What this task involves
Starting at the line that contains "Request = tag one keypoint per instance of the player's shaved", copy each line through the final one exactly as written.

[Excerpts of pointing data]
— start —

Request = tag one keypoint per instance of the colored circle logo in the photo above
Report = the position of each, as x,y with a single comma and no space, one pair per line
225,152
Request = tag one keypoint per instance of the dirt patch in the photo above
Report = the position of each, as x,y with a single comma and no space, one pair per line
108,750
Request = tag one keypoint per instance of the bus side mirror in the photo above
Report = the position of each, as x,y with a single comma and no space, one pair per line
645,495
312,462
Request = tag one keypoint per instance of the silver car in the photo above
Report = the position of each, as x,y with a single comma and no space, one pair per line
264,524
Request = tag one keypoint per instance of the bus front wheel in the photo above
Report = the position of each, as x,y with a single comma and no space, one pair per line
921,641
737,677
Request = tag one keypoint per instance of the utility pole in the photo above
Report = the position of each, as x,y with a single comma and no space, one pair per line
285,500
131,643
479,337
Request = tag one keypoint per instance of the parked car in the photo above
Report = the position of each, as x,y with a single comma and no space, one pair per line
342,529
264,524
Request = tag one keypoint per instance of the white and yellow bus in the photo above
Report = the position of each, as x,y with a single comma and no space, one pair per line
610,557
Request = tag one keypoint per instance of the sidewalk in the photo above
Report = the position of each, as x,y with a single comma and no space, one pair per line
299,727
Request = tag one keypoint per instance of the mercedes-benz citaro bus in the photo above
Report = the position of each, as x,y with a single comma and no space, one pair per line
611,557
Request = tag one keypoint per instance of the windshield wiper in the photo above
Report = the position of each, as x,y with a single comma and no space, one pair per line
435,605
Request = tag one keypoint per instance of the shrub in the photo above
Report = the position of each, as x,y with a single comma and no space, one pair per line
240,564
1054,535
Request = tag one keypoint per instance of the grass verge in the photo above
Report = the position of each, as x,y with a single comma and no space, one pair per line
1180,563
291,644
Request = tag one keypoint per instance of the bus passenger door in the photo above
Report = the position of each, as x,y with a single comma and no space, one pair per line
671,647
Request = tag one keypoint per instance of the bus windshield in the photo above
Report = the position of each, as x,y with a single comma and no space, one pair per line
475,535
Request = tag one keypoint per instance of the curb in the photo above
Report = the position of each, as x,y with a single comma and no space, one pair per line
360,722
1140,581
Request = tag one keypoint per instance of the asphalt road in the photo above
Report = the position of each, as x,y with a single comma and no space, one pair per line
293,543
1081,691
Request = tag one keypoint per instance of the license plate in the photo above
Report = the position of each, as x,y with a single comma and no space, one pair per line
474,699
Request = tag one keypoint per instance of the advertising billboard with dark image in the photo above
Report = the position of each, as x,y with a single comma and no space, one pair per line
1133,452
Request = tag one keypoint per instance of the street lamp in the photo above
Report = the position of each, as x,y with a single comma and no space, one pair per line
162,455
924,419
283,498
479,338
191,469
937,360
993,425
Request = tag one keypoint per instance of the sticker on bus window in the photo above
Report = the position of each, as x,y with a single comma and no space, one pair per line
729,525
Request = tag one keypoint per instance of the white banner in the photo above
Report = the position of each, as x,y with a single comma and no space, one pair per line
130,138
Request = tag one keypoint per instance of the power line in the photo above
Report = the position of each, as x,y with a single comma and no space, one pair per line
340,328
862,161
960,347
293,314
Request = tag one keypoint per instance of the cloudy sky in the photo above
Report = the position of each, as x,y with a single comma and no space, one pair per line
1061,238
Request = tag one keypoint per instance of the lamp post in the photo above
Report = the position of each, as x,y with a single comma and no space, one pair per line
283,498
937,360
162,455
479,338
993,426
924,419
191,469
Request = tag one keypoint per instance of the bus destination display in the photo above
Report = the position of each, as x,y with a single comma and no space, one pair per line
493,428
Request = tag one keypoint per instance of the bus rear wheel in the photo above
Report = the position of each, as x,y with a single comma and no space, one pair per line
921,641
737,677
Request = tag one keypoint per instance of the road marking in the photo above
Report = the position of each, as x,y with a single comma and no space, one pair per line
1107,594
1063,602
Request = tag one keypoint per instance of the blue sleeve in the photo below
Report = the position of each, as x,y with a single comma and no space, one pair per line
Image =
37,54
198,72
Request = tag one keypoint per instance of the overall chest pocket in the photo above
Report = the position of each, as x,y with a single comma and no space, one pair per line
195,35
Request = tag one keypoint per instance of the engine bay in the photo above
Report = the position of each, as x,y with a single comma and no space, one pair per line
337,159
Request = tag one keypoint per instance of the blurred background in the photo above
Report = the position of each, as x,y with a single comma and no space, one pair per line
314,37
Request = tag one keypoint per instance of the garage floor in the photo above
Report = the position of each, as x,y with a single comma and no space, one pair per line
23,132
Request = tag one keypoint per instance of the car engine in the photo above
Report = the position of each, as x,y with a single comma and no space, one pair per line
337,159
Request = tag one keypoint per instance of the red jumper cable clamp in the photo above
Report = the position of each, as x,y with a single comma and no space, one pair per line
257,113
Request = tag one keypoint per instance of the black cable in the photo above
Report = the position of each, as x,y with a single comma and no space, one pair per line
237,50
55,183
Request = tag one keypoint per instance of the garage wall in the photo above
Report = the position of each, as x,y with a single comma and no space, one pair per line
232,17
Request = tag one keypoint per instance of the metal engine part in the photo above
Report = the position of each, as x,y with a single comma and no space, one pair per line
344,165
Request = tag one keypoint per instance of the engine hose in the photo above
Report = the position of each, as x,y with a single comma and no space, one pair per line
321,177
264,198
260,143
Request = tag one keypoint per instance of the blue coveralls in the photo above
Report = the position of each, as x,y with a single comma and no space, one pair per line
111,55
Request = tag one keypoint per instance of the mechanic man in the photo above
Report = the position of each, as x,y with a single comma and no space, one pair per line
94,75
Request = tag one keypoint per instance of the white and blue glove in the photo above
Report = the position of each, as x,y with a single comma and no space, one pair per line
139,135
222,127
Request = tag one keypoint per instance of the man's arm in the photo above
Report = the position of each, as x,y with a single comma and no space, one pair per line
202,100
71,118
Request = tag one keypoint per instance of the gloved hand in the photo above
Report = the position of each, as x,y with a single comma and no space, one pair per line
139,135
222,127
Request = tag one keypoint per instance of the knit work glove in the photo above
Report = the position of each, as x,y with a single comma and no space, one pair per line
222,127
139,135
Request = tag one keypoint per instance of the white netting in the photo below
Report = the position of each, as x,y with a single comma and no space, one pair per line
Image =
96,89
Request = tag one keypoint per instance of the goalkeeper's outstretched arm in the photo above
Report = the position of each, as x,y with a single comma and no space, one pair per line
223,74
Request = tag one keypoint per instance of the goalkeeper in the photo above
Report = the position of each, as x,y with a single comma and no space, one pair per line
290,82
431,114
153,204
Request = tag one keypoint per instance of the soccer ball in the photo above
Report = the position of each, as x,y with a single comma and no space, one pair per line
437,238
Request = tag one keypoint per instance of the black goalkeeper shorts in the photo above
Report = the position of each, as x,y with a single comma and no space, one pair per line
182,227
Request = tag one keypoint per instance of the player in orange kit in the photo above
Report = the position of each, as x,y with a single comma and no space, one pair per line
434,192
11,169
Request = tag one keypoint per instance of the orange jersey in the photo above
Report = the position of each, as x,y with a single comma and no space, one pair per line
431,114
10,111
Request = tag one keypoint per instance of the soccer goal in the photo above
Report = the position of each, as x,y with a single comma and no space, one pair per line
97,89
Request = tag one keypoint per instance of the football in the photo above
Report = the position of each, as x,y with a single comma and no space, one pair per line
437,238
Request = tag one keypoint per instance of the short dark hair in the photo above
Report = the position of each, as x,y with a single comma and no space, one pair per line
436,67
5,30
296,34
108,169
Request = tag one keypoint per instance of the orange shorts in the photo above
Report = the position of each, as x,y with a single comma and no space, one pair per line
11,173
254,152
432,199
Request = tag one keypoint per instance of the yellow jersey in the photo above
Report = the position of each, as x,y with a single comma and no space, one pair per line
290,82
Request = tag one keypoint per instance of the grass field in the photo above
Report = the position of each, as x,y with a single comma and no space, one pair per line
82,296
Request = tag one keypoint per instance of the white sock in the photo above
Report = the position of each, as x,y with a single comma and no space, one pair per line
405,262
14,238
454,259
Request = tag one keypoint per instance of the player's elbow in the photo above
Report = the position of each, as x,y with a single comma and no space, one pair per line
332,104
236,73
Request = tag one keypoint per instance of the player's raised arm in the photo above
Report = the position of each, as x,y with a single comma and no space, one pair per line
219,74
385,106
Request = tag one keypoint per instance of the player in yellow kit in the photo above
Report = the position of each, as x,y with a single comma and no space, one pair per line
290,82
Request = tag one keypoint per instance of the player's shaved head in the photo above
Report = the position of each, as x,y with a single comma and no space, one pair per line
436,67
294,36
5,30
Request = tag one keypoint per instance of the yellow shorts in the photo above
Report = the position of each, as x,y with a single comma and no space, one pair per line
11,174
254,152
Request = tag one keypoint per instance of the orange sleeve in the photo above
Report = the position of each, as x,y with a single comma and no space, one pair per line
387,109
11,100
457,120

— end —

Right answer
Request = tag one keypoint per instance of the player's shaved head in the photo above
Report = the position of each, as x,y with a single comma and no space, one pair per line
436,67
294,36
5,30
Request = tag one keypoint per instance of the yellow shorts in the photo above
Report = the position of each, as x,y with a single comma and no space, one pair per line
11,174
254,152
Request = tag one keypoint per instance of the orange sleeve in the photo above
Report = the position of each, as x,y with a single comma and no space, one pair per line
387,109
11,100
457,120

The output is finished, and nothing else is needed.